# Task goal
All lines of the data shown below should be output exactly as they stand.

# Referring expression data
======

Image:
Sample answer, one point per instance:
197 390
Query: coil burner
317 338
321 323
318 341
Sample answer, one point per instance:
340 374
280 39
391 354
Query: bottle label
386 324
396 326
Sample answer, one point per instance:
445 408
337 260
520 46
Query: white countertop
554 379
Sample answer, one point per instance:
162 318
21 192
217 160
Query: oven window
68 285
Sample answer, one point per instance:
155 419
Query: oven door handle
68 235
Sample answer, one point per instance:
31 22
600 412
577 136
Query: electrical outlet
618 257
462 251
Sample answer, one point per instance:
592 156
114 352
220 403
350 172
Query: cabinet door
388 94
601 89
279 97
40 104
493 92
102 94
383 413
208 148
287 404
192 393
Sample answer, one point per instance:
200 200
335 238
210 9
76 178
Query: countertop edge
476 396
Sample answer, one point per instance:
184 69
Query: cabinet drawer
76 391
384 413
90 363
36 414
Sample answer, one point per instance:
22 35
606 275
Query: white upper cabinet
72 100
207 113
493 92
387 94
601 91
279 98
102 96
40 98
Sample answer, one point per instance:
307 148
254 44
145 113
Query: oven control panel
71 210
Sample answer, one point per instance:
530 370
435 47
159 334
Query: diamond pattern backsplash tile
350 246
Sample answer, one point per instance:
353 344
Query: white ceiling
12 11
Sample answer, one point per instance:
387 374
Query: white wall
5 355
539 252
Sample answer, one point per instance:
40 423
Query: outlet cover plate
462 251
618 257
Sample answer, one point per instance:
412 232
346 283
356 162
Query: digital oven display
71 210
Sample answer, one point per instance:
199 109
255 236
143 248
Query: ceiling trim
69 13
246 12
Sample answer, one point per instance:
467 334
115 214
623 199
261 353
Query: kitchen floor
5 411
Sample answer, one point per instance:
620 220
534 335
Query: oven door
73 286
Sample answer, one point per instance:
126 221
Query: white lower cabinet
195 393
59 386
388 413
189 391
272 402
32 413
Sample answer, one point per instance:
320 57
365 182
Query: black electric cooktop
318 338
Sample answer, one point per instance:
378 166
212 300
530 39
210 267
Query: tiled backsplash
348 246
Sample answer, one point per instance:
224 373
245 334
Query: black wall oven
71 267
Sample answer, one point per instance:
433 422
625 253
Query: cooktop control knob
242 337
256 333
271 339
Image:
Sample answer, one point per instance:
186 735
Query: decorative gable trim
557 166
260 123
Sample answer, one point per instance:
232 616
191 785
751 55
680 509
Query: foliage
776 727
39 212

======

# Problem solution
Image:
Sample answer, one point per instance:
197 390
Query: coil burner
317 338
321 323
318 341
Sample answer, one point per instance:
340 374
280 39
391 354
Query: bottle label
386 324
396 326
Sample answer, one point per instance:
445 408
337 260
520 46
Query: white countertop
554 379
Sample answer, one point per instance:
162 318
21 192
217 160
Query: oven window
68 285
Sample answer, one point per instance:
155 419
Query: oven door handle
68 235
Sample answer, one point per instance:
31 22
600 412
577 136
Query: electrical outlet
618 257
462 251
Sample answer, one point per instance:
592 156
114 352
220 403
350 172
Query: cabinet door
388 94
601 89
279 97
40 104
493 92
102 94
383 413
208 148
287 404
192 393
Sample answer, one point per instance:
200 200
335 238
210 9
76 178
Query: countertop edge
476 396
Sample answer, one point per instance:
184 69
Query: cabinet drawer
76 391
384 413
90 363
36 414
Sample answer, one point per instance:
22 35
606 275
Query: white upper cabinet
72 100
207 113
493 92
387 94
601 91
279 98
102 96
40 98
Sample answer, one point per instance:
307 148
254 44
145 113
Query: oven control panel
71 210
Sample answer, one point per instance:
530 370
435 47
159 334
Query: diamond pattern backsplash tile
350 246
Sample answer, one point per instance:
353 344
Query: white ceiling
12 11
Sample answer, one point per instance:
387 374
Query: white wall
5 355
539 252
Sample answer, one point per instance:
40 423
Query: outlet cover plate
462 251
618 257
Sample answer, one point per instance:
412 232
346 283
356 162
Query: digital oven display
71 210
Sample answer, one point per instance:
199 109
255 236
143 248
Query: ceiling trim
69 13
246 12
Sample answer, one point per instance:
467 334
115 214
623 199
261 353
Query: kitchen floor
5 411
Sample answer, one point per instance:
620 220
534 335
Query: oven door
73 286
Sample answer, one point per instance:
126 221
Query: white lower cabinet
195 393
59 386
388 413
189 391
272 402
32 413
Sample answer, one point per instance:
320 57
365 182
Query: black electric cooktop
318 338
Sample answer, one point per instance:
378 166
212 300
530 39
210 267
Query: tiled backsplash
348 246
Sample answer, one point per instance:
224 373
245 334
Query: black wall oven
71 267
Sample answer, one point per instance:
433 422
625 253
Query: cooktop control knob
242 337
256 333
271 339
Image:
Sample answer, one point per instance:
186 735
Query: decorative gable trim
557 166
260 123
Sample answer, one point per instance:
232 616
191 785
751 55
680 509
Query: foliage
776 727
39 212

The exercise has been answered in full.